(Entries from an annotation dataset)
Start

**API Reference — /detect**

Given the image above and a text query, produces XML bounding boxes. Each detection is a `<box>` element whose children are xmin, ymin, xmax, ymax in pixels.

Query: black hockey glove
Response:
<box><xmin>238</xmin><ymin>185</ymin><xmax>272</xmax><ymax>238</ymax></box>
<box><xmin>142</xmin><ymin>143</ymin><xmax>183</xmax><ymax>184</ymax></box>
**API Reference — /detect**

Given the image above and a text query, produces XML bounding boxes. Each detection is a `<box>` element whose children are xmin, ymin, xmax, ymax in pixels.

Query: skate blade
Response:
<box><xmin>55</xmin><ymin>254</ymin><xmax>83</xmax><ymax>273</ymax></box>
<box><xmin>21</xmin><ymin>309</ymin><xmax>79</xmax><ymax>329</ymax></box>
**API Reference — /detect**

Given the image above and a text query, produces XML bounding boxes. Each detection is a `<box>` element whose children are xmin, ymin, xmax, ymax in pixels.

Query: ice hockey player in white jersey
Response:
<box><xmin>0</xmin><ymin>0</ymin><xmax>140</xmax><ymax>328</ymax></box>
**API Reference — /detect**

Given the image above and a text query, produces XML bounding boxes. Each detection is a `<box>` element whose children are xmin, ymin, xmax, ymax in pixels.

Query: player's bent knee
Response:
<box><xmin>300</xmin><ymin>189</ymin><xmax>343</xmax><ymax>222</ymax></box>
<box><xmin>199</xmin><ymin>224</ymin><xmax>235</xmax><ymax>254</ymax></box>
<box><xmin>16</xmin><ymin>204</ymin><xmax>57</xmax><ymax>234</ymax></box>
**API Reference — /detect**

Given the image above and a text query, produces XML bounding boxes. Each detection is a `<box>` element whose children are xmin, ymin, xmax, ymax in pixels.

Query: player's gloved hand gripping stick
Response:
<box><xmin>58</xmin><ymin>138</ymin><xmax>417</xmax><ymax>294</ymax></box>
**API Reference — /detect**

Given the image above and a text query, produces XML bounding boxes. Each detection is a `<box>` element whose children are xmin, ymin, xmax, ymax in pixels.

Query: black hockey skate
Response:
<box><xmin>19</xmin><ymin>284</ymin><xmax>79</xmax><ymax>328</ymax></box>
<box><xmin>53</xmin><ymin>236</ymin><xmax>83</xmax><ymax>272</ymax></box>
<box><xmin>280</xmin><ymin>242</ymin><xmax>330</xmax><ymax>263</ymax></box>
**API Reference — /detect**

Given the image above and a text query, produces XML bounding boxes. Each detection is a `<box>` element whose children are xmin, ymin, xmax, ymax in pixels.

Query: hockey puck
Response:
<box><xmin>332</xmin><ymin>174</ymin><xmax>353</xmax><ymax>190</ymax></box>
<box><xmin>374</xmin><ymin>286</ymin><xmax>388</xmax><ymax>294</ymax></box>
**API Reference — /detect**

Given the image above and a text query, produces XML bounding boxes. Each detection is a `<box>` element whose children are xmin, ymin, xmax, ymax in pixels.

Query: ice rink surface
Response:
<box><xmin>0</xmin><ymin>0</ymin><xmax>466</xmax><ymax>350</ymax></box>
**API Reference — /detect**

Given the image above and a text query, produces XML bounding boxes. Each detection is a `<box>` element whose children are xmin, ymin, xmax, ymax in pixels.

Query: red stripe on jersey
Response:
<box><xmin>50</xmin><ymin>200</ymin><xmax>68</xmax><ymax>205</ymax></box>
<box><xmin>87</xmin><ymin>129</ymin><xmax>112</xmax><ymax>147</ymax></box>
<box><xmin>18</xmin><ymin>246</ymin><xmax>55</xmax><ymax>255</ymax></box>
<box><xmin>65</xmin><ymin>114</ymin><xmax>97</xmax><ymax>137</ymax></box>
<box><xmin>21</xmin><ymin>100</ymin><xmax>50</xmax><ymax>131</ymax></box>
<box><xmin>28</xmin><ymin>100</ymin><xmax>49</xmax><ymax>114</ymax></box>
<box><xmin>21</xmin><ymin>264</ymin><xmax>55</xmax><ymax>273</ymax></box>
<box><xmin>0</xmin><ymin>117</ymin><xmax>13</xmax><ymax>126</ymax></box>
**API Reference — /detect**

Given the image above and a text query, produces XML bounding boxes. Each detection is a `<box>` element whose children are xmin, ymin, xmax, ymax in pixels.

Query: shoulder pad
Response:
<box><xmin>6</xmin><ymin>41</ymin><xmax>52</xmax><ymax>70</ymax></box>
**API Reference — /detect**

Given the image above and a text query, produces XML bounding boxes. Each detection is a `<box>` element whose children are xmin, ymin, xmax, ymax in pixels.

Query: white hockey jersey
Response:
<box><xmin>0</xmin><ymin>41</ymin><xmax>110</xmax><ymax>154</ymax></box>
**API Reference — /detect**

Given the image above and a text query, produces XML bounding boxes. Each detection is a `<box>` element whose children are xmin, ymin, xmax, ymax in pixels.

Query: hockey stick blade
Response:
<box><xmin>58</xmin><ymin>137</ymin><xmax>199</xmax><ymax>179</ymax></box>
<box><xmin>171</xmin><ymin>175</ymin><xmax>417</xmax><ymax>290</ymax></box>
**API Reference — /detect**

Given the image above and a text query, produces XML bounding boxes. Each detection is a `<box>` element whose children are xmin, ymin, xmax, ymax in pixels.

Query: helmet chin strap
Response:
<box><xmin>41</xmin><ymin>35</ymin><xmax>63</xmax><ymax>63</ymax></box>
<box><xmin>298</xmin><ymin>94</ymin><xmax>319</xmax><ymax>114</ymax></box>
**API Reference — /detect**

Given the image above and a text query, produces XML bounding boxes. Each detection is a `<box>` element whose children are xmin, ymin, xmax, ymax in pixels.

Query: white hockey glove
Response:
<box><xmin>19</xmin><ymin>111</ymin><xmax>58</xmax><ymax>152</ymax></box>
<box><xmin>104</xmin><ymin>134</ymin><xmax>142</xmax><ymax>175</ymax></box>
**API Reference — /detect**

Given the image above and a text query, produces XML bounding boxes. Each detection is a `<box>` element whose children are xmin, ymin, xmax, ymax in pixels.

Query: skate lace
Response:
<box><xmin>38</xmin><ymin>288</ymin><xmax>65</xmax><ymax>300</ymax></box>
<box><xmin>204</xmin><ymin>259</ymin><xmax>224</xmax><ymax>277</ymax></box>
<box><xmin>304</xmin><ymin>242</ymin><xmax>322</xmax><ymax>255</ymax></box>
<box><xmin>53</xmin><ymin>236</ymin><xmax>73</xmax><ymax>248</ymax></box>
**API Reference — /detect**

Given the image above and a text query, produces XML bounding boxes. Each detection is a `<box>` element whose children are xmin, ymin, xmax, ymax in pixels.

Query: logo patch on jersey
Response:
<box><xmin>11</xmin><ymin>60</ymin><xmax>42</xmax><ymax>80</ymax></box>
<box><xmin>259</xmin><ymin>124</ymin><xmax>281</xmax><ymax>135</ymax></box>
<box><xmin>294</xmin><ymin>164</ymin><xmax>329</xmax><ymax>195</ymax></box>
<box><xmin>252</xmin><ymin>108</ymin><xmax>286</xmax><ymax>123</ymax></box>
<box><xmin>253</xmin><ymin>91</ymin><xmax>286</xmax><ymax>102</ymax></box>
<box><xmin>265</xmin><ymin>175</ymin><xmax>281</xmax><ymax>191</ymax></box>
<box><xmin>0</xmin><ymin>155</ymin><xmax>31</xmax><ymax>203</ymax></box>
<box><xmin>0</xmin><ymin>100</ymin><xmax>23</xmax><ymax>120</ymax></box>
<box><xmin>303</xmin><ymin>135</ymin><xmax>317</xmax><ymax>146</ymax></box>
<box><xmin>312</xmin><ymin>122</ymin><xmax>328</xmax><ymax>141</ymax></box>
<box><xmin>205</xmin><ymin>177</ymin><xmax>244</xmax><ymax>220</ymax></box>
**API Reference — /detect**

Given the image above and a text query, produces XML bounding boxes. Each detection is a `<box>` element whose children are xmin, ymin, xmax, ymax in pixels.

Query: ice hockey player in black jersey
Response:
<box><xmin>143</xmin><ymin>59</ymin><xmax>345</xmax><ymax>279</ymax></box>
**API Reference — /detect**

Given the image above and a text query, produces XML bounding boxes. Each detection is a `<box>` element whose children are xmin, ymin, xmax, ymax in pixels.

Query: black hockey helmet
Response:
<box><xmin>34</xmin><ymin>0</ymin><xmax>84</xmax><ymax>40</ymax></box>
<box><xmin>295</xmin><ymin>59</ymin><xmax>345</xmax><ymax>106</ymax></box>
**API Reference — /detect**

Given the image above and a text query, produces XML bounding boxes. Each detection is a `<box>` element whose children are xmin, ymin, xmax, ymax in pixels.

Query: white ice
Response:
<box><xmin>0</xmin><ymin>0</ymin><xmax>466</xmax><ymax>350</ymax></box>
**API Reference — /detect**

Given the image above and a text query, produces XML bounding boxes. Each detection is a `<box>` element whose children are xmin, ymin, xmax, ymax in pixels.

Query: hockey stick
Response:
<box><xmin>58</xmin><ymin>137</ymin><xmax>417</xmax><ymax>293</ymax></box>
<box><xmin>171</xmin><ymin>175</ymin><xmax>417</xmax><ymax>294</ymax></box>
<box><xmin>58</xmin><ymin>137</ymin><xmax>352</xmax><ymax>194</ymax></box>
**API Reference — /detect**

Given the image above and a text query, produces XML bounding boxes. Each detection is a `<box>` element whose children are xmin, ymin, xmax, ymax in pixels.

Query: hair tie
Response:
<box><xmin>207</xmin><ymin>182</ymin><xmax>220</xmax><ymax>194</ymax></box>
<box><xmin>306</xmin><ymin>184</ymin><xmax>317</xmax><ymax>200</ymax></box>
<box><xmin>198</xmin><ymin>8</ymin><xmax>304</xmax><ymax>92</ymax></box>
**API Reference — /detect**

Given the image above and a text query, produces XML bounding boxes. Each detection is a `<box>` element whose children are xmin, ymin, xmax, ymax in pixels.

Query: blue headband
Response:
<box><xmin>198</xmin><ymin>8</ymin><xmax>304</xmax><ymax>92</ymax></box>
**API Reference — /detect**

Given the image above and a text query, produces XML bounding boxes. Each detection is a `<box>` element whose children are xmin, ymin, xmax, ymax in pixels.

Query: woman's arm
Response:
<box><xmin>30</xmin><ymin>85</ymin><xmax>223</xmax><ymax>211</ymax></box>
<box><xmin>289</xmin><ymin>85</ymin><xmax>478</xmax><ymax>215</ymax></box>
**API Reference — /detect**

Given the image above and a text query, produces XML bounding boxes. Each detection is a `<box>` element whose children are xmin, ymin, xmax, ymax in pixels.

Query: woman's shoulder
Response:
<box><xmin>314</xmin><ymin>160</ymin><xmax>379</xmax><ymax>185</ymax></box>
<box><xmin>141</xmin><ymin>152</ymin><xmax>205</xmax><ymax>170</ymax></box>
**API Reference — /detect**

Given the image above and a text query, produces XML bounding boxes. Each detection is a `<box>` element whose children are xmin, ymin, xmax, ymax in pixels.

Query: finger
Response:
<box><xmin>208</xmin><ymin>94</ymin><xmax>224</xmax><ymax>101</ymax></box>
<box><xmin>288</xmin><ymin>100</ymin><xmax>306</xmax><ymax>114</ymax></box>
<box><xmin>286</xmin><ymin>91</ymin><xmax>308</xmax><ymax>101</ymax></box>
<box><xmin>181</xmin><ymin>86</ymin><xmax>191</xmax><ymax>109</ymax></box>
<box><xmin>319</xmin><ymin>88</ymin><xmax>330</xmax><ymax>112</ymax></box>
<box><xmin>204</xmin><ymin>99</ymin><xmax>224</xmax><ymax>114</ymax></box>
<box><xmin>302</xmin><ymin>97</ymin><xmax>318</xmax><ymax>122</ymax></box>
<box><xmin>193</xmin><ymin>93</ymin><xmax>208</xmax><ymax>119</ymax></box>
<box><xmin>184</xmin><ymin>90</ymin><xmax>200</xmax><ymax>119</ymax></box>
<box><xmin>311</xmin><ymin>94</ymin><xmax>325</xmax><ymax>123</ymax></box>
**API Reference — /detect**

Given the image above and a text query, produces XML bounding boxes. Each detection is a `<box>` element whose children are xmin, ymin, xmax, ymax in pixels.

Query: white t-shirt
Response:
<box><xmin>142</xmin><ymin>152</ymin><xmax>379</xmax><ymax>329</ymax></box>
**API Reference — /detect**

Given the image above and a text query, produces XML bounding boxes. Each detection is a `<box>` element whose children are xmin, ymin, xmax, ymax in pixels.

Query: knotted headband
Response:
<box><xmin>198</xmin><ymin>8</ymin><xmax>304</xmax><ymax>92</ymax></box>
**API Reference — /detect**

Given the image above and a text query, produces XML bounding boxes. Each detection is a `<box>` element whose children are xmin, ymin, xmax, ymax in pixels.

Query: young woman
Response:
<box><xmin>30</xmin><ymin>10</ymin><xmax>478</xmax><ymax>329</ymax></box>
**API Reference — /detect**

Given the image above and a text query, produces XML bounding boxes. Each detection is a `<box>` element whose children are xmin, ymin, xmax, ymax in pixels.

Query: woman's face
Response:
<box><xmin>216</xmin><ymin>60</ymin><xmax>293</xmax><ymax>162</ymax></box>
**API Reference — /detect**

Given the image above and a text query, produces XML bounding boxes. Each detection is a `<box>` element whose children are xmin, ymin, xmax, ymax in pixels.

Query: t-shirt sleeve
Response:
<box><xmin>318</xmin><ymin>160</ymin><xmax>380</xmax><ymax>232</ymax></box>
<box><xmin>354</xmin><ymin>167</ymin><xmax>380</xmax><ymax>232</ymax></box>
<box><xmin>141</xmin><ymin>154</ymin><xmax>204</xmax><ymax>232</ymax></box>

End

### [What you are asked to do]
Count the lines of the material above that contain the string "blade", and give only the number.

### [In response]
2